Raw records
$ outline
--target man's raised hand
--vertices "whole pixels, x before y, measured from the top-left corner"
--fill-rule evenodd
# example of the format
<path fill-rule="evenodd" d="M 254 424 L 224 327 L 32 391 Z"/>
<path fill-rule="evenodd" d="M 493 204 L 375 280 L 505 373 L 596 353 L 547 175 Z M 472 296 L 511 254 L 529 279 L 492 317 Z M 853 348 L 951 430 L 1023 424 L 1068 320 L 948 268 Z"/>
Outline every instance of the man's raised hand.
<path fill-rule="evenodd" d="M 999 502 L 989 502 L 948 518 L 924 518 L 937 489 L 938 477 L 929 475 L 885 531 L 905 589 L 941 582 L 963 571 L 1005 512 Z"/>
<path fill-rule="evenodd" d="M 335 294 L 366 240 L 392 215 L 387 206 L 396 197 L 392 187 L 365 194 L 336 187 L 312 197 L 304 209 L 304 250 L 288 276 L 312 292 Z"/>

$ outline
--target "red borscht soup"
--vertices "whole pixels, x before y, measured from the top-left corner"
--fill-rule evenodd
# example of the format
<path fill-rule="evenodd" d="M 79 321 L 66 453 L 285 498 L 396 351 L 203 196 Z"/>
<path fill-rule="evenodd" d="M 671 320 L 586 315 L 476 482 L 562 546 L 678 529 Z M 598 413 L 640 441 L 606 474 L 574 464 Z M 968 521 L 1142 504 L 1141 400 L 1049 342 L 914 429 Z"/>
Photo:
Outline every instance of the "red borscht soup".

▶ **INSTRUCTIONS TO FOLLOW**: Return each line of the records that contains the string "evenodd". Case counts.

▶ **RESPONSE**:
--fill-rule evenodd
<path fill-rule="evenodd" d="M 254 424 L 224 327 L 32 391 Z"/>
<path fill-rule="evenodd" d="M 493 204 L 375 280 L 505 373 L 596 353 L 547 175 Z M 472 296 L 511 254 L 529 279 L 492 317 Z M 853 348 L 951 430 L 1023 424 L 1068 320 L 948 268 Z"/>
<path fill-rule="evenodd" d="M 999 502 L 989 502 L 948 518 L 924 518 L 937 489 L 938 477 L 929 475 L 885 531 L 905 589 L 941 582 L 963 571 L 1005 512 Z"/>
<path fill-rule="evenodd" d="M 335 294 L 366 240 L 392 215 L 387 206 L 396 197 L 392 187 L 365 194 L 336 187 L 312 197 L 304 209 L 304 250 L 288 276 L 312 292 Z"/>
--fill-rule evenodd
<path fill-rule="evenodd" d="M 79 321 L 66 453 L 285 498 L 396 351 L 203 196 Z"/>
<path fill-rule="evenodd" d="M 671 320 L 586 315 L 476 482 L 562 546 L 678 529 Z M 598 413 L 640 441 L 606 474 L 574 464 Z M 968 521 L 1142 504 L 1141 400 L 1049 342 L 914 429 Z"/>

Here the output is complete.